Start of GIVEN INFORMATION

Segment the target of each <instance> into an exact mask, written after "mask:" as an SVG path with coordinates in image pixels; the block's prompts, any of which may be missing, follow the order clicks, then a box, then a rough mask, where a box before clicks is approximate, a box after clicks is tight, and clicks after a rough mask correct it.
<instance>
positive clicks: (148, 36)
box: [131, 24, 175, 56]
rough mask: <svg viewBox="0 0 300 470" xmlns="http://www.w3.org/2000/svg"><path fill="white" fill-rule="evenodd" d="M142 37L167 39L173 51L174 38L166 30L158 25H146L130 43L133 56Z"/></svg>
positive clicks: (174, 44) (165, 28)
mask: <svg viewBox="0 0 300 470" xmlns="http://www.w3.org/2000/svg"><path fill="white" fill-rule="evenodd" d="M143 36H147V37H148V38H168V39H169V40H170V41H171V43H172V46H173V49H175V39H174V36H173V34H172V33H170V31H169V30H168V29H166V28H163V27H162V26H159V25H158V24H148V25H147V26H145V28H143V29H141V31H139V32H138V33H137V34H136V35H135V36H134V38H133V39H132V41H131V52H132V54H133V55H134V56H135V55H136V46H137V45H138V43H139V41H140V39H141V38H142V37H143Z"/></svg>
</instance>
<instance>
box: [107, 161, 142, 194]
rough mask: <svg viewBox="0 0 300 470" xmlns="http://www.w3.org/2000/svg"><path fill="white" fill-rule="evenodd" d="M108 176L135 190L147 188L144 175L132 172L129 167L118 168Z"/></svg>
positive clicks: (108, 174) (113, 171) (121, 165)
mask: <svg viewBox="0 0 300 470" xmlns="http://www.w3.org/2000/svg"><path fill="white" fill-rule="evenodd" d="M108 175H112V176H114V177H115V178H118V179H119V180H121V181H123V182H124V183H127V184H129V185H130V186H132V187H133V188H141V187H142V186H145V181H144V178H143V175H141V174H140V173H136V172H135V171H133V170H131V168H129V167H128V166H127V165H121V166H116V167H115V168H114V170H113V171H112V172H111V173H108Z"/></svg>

End of GIVEN INFORMATION

(REQUEST):
List everything from the line containing "37L167 39L173 51L174" down to the line containing "positive clicks: (174, 44) (165, 28)" as a numbered list, leaving out any blank lines.

(ANSWER TO THIS PROBLEM):
1. rough mask: <svg viewBox="0 0 300 470" xmlns="http://www.w3.org/2000/svg"><path fill="white" fill-rule="evenodd" d="M142 37L167 39L173 51L174 38L166 30L158 25H146L130 43L133 56Z"/></svg>
2. positive clicks: (174, 44) (165, 28)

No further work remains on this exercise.